Work to be completed → Which lines in the items below contain the string "negative"? Copy out each one.

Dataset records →
===

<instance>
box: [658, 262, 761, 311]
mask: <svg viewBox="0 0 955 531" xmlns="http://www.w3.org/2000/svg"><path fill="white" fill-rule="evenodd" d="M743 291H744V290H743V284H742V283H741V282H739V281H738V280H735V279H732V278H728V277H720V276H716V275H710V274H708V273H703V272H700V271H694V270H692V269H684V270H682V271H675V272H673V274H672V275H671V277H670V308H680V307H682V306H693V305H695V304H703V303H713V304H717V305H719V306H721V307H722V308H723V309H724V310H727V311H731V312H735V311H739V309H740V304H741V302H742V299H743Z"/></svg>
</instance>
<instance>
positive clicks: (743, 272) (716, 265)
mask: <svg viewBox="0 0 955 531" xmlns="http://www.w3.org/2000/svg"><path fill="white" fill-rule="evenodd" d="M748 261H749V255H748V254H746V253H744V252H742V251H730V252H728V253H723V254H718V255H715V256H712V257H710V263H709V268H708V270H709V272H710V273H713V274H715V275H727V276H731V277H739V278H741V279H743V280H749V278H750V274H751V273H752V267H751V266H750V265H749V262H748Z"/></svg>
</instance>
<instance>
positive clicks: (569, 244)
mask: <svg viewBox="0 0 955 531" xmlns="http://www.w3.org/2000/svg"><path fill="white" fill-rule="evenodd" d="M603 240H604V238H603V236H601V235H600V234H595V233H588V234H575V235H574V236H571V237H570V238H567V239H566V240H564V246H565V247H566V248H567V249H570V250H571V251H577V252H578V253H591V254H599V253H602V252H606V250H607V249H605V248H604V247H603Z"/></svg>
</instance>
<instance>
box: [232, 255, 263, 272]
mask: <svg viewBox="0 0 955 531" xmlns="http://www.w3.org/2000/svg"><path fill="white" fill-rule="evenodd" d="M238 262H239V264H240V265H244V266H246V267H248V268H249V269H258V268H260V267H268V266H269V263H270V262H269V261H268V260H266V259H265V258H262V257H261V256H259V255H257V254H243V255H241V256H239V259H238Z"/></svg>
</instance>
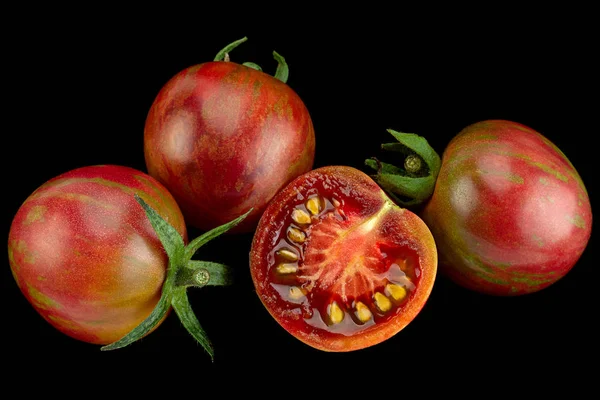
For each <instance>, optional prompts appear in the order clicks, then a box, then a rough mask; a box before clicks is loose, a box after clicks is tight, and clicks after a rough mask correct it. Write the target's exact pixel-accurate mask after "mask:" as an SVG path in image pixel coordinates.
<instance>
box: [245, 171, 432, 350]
mask: <svg viewBox="0 0 600 400" xmlns="http://www.w3.org/2000/svg"><path fill="white" fill-rule="evenodd" d="M250 268H251V276H252V279H253V282H254V285H255V288H256V292H257V294H258V296H259V298H260V300H261V302H262V303H263V305H264V306H265V308H266V309H267V310H268V311H269V313H270V314H271V315H272V316H273V318H274V319H275V320H276V321H277V322H278V323H279V324H280V325H281V326H282V327H283V328H284V329H285V330H287V331H288V332H289V333H290V334H292V335H293V336H294V337H296V338H297V339H299V340H300V341H302V342H304V343H306V344H308V345H309V346H312V347H314V348H316V349H320V350H324V351H352V350H358V349H362V348H365V347H369V346H372V345H375V344H377V343H380V342H383V341H384V340H387V339H388V338H390V337H392V336H393V335H395V334H396V333H398V332H399V331H400V330H402V329H403V328H404V327H405V326H406V325H408V324H409V323H410V322H411V321H412V320H413V319H414V318H415V317H416V316H417V314H418V313H419V312H420V310H421V309H422V308H423V306H424V305H425V303H426V301H427V299H428V297H429V295H430V293H431V290H432V287H433V283H434V280H435V276H436V271H437V251H436V247H435V242H434V239H433V236H432V235H431V232H430V231H429V228H428V227H427V226H426V225H425V223H424V222H423V221H422V220H421V219H420V217H418V216H417V215H416V214H414V213H412V212H411V211H409V210H407V209H404V208H401V207H399V206H397V205H396V204H395V203H394V202H392V201H391V199H389V198H388V197H387V195H386V194H385V193H384V192H383V190H381V188H380V187H379V186H378V185H377V184H376V183H375V181H373V180H372V179H371V178H370V177H369V176H368V175H366V174H365V173H363V172H362V171H360V170H358V169H355V168H352V167H347V166H328V167H322V168H317V169H314V170H312V171H310V172H308V173H306V174H304V175H302V176H300V177H298V178H296V179H295V180H294V181H292V182H291V183H290V184H289V185H288V186H286V187H285V189H284V190H282V191H281V192H279V193H278V195H277V196H275V198H274V199H273V200H272V201H271V202H270V203H269V206H268V207H267V209H266V210H265V212H264V213H263V215H262V217H261V219H260V221H259V225H258V227H257V230H256V233H255V236H254V239H253V242H252V248H251V253H250Z"/></svg>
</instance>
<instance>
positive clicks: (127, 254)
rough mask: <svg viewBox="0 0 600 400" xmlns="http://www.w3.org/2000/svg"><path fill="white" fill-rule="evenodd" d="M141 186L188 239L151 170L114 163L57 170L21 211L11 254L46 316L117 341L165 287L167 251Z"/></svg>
mask: <svg viewBox="0 0 600 400" xmlns="http://www.w3.org/2000/svg"><path fill="white" fill-rule="evenodd" d="M134 194H137V195H139V196H140V197H142V198H143V199H145V201H146V202H147V203H148V204H150V205H151V206H152V207H153V208H154V209H155V210H156V211H157V212H158V213H160V215H161V216H162V217H163V218H164V219H165V220H166V221H168V222H169V223H170V224H171V225H172V226H173V227H174V228H175V229H176V230H177V232H179V234H180V235H181V236H182V238H184V239H185V240H187V232H186V227H185V224H184V219H183V216H182V214H181V211H180V210H179V207H178V206H177V203H176V202H175V200H174V199H173V197H172V196H171V194H170V193H169V192H168V191H167V190H166V189H165V188H164V187H163V186H162V185H161V184H160V183H159V182H157V181H156V180H155V179H154V178H152V177H151V176H148V175H146V174H145V173H143V172H140V171H137V170H135V169H132V168H129V167H123V166H116V165H105V166H89V167H82V168H78V169H74V170H71V171H69V172H66V173H64V174H61V175H59V176H57V177H55V178H52V179H50V180H49V181H47V182H46V183H44V184H43V185H41V186H40V187H39V188H38V189H37V190H35V191H34V192H33V193H32V194H31V195H30V196H29V197H28V198H27V199H26V200H25V201H24V202H23V204H22V205H21V207H20V208H19V210H18V211H17V213H16V215H15V216H14V219H13V221H12V224H11V227H10V232H9V237H8V254H9V261H10V267H11V270H12V273H13V276H14V278H15V281H16V283H17V285H18V286H19V288H20V289H21V291H22V292H23V294H24V295H25V297H26V298H27V300H28V301H29V302H30V303H31V305H32V306H33V307H34V308H35V310H36V311H37V312H38V313H39V314H40V315H41V316H42V317H43V318H44V319H45V320H46V321H48V322H49V323H50V324H51V325H52V326H54V327H55V328H56V329H58V330H59V331H61V332H63V333H65V334H66V335H69V336H71V337H73V338H75V339H78V340H81V341H84V342H88V343H94V344H108V343H111V342H114V341H116V340H118V339H120V338H121V337H123V336H125V335H126V334H127V333H128V332H129V331H131V330H132V329H134V328H135V327H136V326H137V325H139V324H140V323H141V322H142V321H143V320H144V319H146V317H148V315H149V314H150V313H151V312H152V310H153V309H154V307H155V306H156V304H157V303H158V301H159V299H160V297H161V289H162V286H163V282H164V280H165V276H166V269H167V265H168V258H167V255H166V254H165V252H164V250H163V246H162V244H161V241H160V240H159V237H158V236H157V234H156V233H155V231H154V229H153V227H152V225H151V224H150V221H149V220H148V218H147V217H146V214H145V213H144V209H143V208H142V207H140V205H139V204H138V203H137V202H136V200H135V198H134Z"/></svg>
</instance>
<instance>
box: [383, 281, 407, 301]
mask: <svg viewBox="0 0 600 400" xmlns="http://www.w3.org/2000/svg"><path fill="white" fill-rule="evenodd" d="M385 291H386V293H388V294H389V295H390V296H392V297H393V298H394V300H396V301H400V300H402V299H404V298H405V297H406V289H405V288H404V286H400V285H396V284H394V283H388V284H387V286H386V287H385Z"/></svg>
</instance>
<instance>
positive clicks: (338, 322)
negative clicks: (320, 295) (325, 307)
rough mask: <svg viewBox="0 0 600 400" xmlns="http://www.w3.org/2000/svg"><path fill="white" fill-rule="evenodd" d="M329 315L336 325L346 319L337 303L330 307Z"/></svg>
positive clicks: (343, 314)
mask: <svg viewBox="0 0 600 400" xmlns="http://www.w3.org/2000/svg"><path fill="white" fill-rule="evenodd" d="M328 314H329V319H331V322H332V323H334V324H339V323H340V322H342V320H343V319H344V311H342V309H341V308H340V306H338V305H337V303H336V302H335V301H334V302H333V303H331V304H330V305H329V310H328Z"/></svg>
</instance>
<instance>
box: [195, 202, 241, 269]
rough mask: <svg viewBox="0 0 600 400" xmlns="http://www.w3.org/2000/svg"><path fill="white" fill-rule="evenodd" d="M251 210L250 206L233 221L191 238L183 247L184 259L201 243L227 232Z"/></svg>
mask: <svg viewBox="0 0 600 400" xmlns="http://www.w3.org/2000/svg"><path fill="white" fill-rule="evenodd" d="M252 210H253V209H252V208H251V209H250V210H248V211H246V213H244V214H242V215H240V216H239V217H237V218H236V219H234V220H233V221H231V222H228V223H226V224H224V225H221V226H218V227H216V228H213V229H211V230H210V231H208V232H205V233H203V234H202V235H200V236H198V237H197V238H196V239H194V240H192V241H191V242H190V243H189V244H188V245H187V247H186V248H185V255H184V259H185V261H186V262H187V261H188V260H190V259H191V258H192V256H193V255H194V254H195V253H196V251H198V249H199V248H200V247H202V246H203V245H205V244H206V243H207V242H209V241H211V240H212V239H214V238H216V237H217V236H220V235H222V234H223V233H225V232H227V231H228V230H230V229H231V228H233V227H234V226H236V225H237V224H239V223H240V222H242V221H243V220H244V218H246V217H247V216H248V214H250V213H251V212H252Z"/></svg>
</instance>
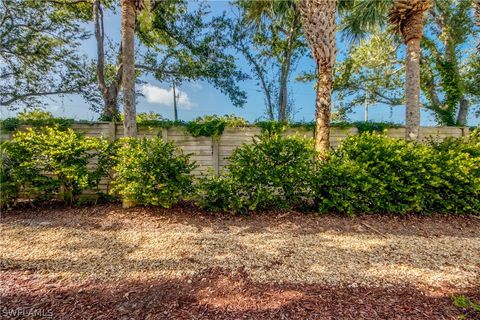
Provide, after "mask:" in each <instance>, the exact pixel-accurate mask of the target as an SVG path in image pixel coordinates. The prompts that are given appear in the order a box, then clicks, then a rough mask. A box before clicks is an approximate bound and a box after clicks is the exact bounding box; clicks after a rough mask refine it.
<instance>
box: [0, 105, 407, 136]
mask: <svg viewBox="0 0 480 320" xmlns="http://www.w3.org/2000/svg"><path fill="white" fill-rule="evenodd" d="M84 122H85V121H83V122H80V123H84ZM73 123H75V121H74V120H73V119H66V118H55V117H53V115H52V114H51V113H49V112H47V111H43V110H41V109H33V110H31V111H28V112H27V111H24V112H21V113H20V114H19V115H18V117H16V118H7V119H4V120H1V121H0V128H1V129H2V130H3V131H6V132H13V131H15V130H16V129H17V128H18V127H19V126H21V125H28V126H32V127H37V128H38V127H44V126H58V127H60V128H62V129H67V128H69V127H71V125H72V124H73ZM137 124H138V126H140V127H158V128H171V127H173V126H180V127H185V129H186V130H187V132H188V133H189V134H191V135H192V136H194V137H199V136H206V137H211V136H213V137H216V136H220V135H221V134H222V133H223V131H224V130H225V128H227V127H232V128H235V127H245V126H249V125H252V124H250V123H249V122H248V121H247V120H245V119H244V118H241V117H237V116H235V115H225V116H217V115H210V116H205V117H199V118H197V119H195V120H192V121H188V122H185V121H172V120H168V119H163V118H162V117H161V116H160V115H159V114H156V113H139V114H138V115H137ZM253 125H255V126H258V127H260V128H261V129H262V131H263V132H269V133H280V132H283V131H285V130H286V129H288V128H299V127H302V128H304V129H305V130H313V129H314V127H315V123H314V122H313V121H312V122H294V123H290V122H277V121H257V122H255V123H253ZM332 126H333V127H338V128H344V129H347V128H357V129H358V131H359V132H360V133H362V132H373V131H377V132H382V131H383V130H385V129H388V128H399V127H401V125H399V124H395V123H390V122H369V121H368V122H363V121H358V122H335V123H332Z"/></svg>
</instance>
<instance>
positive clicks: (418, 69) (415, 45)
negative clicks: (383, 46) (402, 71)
mask: <svg viewBox="0 0 480 320" xmlns="http://www.w3.org/2000/svg"><path fill="white" fill-rule="evenodd" d="M406 73H407V74H406V78H407V79H406V116H405V119H406V124H405V139H407V140H418V138H419V135H420V39H419V38H412V39H410V40H409V41H408V42H407V66H406Z"/></svg>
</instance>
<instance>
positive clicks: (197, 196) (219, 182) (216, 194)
mask: <svg viewBox="0 0 480 320" xmlns="http://www.w3.org/2000/svg"><path fill="white" fill-rule="evenodd" d="M241 193H242V191H241V190H240V189H239V185H238V183H236V180H234V179H232V177H231V176H229V175H228V174H227V175H220V176H216V175H211V176H209V177H202V178H200V179H199V180H198V182H197V185H196V194H195V202H196V204H197V205H198V206H199V207H200V208H202V209H206V210H209V211H213V212H218V211H223V212H240V211H242V210H243V209H244V206H243V197H242V196H241Z"/></svg>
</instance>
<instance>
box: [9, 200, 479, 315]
mask: <svg viewBox="0 0 480 320" xmlns="http://www.w3.org/2000/svg"><path fill="white" fill-rule="evenodd" d="M457 294H465V295H468V296H470V297H472V298H474V299H477V300H478V299H479V298H480V220H478V219H475V218H470V217H446V216H444V217H442V216H434V217H404V218H395V217H386V216H362V217H357V218H354V219H351V218H345V217H336V216H330V215H328V216H320V217H317V216H313V215H310V216H309V215H303V214H298V213H285V212H282V213H268V214H264V215H254V216H251V217H227V216H212V215H209V214H207V213H204V212H201V211H198V210H196V209H195V208H192V207H189V206H187V205H186V206H181V207H178V208H175V209H170V210H166V209H159V208H135V209H130V210H123V209H121V208H120V207H119V206H115V205H103V206H96V207H87V208H73V209H66V208H48V209H47V208H43V209H38V210H31V209H30V210H16V211H13V212H7V217H6V218H4V219H2V220H0V309H2V308H3V309H4V310H7V311H12V310H14V309H15V308H18V307H26V308H27V309H28V308H30V309H33V310H42V311H45V310H47V311H50V312H51V314H53V318H55V319H73V318H75V319H122V318H125V319H162V318H204V319H208V318H225V319H232V318H233V319H236V318H258V319H266V318H272V319H279V318H295V319H304V318H317V319H318V318H320V319H330V318H338V319H387V318H388V319H442V318H444V319H454V318H456V317H457V316H458V314H459V311H458V310H457V309H455V307H453V306H452V303H451V296H452V295H457ZM1 311H2V310H0V312H1ZM14 314H15V313H12V314H11V315H12V316H11V317H14V316H13V315H14ZM0 318H1V314H0ZM18 318H21V317H18Z"/></svg>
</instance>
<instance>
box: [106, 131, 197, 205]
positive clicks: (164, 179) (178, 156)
mask: <svg viewBox="0 0 480 320" xmlns="http://www.w3.org/2000/svg"><path fill="white" fill-rule="evenodd" d="M116 160H117V164H116V165H115V167H114V171H115V179H114V181H113V191H114V192H117V193H118V194H119V195H120V196H121V197H122V198H123V199H124V200H125V201H132V202H136V203H138V204H142V205H148V204H152V205H160V206H162V207H165V208H169V207H171V206H172V205H174V204H176V203H177V202H178V201H179V200H181V199H182V198H185V197H187V196H188V194H189V193H190V191H191V189H192V170H193V169H194V168H195V164H194V163H192V162H190V155H184V154H182V153H181V152H180V150H179V149H178V148H177V147H176V145H175V144H174V143H173V142H165V141H163V140H162V139H159V138H153V139H145V138H143V139H135V138H125V139H122V140H121V141H120V147H119V150H118V153H117V156H116Z"/></svg>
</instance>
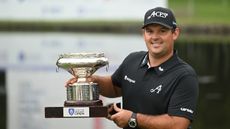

===

Solution for this task →
negative clicks: (320, 295) (325, 307)
negative clicks: (383, 46) (402, 71)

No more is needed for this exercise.